* **GOAL OF THE EXERCISE**
Look below for the line with "Mark a point on each instance of the red". Extract that line and each one after it through the last, word for word.

(Dataset rows on where objects appear)
BEGIN
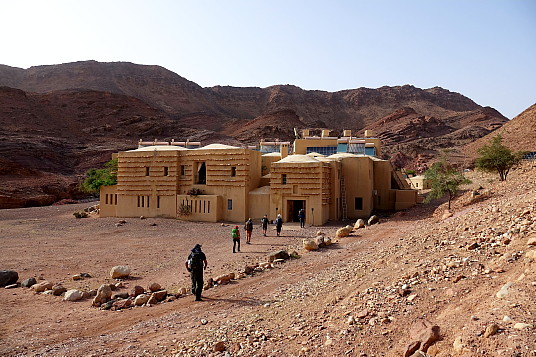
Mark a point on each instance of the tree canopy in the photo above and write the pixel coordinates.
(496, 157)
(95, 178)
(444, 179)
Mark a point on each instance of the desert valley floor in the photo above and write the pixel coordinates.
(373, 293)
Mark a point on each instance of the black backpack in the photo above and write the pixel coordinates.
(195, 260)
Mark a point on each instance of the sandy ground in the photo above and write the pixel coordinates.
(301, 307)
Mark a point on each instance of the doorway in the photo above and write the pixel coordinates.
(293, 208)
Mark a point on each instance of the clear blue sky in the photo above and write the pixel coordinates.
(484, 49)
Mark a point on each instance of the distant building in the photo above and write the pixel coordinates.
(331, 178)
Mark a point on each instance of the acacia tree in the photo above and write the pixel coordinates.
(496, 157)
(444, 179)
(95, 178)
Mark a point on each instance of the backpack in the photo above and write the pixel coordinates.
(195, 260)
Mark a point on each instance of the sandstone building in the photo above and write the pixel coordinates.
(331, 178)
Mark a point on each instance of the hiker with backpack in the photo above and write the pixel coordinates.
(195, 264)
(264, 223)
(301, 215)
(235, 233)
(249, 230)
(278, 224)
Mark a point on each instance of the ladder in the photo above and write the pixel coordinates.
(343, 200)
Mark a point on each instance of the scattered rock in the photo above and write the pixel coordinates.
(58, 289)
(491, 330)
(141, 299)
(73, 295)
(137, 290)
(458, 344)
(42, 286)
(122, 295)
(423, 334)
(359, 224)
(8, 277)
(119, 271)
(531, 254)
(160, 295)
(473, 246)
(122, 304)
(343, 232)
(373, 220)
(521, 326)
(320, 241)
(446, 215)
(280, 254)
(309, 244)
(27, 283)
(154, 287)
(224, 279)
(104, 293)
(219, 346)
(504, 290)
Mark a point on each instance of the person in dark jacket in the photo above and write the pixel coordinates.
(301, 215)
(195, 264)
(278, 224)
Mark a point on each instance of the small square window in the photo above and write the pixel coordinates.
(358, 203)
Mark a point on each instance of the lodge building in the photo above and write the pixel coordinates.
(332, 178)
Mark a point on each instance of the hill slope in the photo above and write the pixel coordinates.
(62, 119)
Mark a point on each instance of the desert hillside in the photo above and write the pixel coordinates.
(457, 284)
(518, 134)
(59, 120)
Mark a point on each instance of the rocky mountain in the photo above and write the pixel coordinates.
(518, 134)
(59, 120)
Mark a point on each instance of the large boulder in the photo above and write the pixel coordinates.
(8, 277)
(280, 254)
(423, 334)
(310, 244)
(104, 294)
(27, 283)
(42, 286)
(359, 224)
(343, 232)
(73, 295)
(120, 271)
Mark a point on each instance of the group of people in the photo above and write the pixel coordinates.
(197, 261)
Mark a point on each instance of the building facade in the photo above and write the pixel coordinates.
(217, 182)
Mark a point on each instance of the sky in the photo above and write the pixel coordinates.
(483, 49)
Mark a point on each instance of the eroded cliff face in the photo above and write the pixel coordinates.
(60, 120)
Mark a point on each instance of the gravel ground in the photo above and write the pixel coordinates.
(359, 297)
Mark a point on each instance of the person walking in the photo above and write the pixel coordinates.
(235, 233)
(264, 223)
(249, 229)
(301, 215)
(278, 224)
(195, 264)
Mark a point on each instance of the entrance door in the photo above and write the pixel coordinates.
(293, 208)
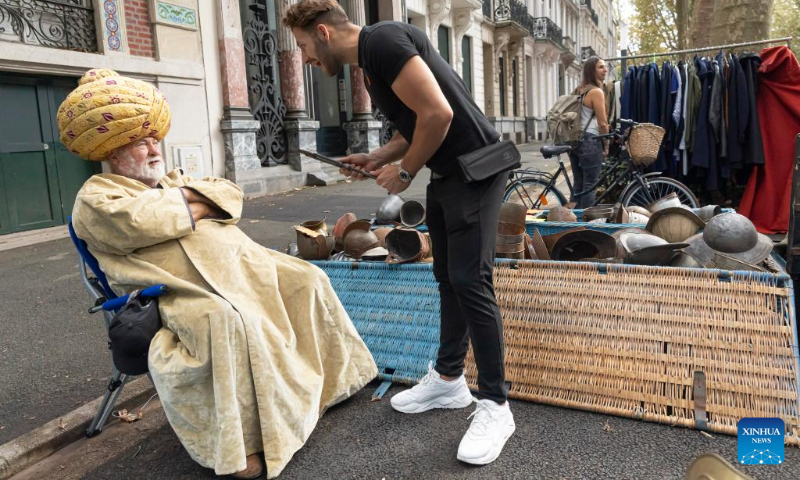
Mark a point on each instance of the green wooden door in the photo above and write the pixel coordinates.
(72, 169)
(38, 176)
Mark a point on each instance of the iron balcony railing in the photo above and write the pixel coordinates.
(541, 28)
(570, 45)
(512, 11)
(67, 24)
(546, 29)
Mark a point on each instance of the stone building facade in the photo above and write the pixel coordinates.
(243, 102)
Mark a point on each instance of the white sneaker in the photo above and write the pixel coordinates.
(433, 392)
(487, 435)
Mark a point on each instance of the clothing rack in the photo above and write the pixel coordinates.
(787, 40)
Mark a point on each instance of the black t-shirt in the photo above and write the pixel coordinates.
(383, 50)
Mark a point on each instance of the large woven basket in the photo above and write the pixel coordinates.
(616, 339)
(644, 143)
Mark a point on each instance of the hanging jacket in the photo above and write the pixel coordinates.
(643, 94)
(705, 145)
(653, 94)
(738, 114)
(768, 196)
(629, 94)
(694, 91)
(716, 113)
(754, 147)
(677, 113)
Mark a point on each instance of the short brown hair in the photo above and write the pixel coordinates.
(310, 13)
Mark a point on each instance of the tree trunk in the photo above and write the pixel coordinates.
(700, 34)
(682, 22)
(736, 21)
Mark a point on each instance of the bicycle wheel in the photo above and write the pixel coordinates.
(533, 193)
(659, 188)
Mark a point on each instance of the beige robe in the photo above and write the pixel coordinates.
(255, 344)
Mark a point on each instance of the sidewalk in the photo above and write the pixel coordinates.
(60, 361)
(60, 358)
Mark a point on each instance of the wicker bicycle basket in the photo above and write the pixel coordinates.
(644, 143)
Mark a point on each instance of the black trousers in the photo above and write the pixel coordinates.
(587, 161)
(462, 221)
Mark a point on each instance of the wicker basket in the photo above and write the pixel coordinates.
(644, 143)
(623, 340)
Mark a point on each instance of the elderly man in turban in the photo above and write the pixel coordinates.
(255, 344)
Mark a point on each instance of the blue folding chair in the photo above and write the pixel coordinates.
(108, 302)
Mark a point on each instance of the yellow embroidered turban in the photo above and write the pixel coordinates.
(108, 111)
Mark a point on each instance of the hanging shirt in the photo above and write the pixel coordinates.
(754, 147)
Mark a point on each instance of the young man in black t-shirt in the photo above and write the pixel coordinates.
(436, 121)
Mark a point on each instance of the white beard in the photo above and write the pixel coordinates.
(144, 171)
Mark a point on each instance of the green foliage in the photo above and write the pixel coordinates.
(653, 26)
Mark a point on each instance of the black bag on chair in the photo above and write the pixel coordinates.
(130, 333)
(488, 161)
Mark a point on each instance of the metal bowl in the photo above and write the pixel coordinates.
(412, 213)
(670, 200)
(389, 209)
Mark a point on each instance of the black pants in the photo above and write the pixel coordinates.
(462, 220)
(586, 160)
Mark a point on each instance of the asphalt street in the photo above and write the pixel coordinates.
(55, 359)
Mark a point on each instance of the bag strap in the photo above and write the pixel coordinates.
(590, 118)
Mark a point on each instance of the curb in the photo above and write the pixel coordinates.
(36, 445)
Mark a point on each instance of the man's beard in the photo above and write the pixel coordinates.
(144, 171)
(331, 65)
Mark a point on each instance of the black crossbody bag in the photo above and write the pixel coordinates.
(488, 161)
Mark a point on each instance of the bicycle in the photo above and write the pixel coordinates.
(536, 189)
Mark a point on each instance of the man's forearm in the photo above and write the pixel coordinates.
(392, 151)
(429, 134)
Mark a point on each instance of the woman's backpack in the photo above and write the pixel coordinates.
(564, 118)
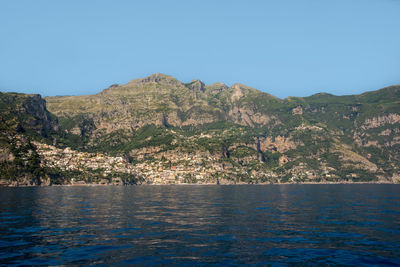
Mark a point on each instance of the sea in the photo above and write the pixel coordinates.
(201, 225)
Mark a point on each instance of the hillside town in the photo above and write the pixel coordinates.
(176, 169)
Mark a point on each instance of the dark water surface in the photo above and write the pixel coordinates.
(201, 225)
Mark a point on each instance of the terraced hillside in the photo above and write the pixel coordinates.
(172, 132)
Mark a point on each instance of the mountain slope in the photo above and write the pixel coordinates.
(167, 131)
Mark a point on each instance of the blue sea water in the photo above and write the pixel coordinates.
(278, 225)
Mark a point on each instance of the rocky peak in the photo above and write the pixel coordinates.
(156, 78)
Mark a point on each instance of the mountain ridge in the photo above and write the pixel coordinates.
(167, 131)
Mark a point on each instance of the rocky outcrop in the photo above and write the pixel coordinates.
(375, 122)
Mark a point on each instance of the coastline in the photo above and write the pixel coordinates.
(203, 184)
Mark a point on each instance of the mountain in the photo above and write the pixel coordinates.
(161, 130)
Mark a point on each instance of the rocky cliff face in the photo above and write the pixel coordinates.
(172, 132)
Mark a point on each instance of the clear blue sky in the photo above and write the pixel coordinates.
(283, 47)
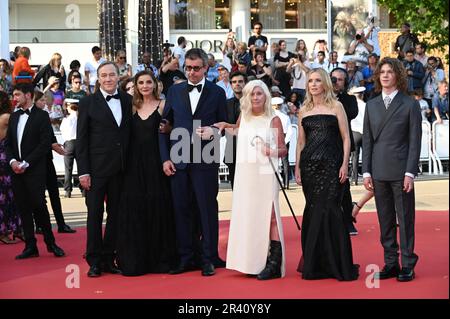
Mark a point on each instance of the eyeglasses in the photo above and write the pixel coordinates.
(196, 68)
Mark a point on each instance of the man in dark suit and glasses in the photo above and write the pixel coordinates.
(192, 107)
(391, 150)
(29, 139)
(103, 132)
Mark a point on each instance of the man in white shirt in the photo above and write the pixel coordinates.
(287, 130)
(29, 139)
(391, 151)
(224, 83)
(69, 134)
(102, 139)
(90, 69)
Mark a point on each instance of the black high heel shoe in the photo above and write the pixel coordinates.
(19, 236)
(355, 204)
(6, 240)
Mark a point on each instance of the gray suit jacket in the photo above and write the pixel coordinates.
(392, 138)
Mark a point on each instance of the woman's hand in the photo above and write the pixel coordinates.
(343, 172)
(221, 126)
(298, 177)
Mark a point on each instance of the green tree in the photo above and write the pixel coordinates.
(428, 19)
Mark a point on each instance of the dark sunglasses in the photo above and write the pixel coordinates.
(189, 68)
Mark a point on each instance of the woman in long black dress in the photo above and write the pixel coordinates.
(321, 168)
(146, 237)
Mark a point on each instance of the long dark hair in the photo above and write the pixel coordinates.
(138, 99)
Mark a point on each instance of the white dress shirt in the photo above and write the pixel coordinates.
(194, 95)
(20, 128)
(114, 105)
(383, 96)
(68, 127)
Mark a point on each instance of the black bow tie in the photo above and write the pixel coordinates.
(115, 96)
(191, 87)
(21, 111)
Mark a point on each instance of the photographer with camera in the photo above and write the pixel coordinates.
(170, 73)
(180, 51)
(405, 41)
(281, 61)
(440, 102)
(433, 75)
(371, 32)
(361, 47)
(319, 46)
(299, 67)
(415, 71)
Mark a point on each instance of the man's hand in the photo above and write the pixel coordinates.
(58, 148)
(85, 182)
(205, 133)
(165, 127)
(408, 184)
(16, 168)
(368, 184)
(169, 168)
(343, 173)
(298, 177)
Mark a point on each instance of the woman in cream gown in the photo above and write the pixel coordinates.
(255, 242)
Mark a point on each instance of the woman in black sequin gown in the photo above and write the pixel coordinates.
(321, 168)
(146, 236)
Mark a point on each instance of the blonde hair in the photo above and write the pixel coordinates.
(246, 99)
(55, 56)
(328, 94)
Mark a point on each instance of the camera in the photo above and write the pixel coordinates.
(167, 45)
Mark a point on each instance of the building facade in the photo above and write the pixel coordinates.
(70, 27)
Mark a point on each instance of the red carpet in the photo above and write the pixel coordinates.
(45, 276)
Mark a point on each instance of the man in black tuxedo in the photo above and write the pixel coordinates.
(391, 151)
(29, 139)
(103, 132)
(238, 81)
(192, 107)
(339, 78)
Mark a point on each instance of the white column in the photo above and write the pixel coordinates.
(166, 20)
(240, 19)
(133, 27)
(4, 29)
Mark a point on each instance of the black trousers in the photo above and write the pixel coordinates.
END
* **TASK RESULT**
Mark a point on each instance of the red carpet in the photo above and write the pixel coordinates.
(45, 276)
Mark a point on each instance of the man in black tuxedo in the photo above and write the pixel coordinates.
(391, 151)
(29, 139)
(103, 132)
(238, 81)
(192, 107)
(339, 78)
Mark a point on each instance of the white column in the photo above and write the pixel coordinates.
(166, 20)
(240, 19)
(133, 27)
(4, 29)
Mark a point on each instance of the black trousers in the photo above and write the pixel coordinates.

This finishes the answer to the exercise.